» YOUR OBJECTIVE
Pull out each line in the items below that has the word "desk" in it and copy it unchanged. Match case.

» DATA RECORDS

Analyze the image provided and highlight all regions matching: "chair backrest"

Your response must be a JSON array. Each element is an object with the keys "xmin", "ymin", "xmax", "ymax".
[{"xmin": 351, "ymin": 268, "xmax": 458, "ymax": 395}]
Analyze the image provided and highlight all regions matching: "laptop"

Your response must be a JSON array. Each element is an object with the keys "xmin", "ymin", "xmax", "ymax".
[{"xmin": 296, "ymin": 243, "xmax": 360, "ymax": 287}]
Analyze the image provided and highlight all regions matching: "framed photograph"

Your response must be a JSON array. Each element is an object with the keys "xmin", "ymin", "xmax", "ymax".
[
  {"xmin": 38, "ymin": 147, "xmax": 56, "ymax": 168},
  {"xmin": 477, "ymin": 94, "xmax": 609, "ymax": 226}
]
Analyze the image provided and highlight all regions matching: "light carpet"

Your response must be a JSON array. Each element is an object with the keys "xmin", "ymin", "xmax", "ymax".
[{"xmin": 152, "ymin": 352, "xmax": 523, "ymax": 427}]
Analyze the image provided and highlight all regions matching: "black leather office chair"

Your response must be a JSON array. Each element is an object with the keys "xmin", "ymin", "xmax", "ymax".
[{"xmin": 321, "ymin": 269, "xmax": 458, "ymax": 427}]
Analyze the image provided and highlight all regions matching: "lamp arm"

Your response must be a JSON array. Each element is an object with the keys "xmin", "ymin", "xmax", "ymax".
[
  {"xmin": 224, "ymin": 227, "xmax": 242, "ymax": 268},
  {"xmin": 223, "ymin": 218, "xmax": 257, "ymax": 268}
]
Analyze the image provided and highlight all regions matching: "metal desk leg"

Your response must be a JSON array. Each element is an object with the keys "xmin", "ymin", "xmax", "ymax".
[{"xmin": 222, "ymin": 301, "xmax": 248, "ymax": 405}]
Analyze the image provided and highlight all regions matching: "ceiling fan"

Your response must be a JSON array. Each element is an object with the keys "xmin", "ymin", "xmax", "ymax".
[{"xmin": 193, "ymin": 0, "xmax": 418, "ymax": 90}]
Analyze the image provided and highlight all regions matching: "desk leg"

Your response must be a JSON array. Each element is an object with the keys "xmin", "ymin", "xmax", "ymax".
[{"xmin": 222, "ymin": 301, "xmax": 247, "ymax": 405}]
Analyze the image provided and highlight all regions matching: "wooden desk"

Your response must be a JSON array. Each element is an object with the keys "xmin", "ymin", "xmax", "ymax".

» COMPLETED EXERCISE
Analyze the image provided and highlight all regions matching: "metal desk leg"
Analyze the image provided and highlight all regions matching: "desk leg"
Analyze the image provided and highlight all regions matching: "wooden desk"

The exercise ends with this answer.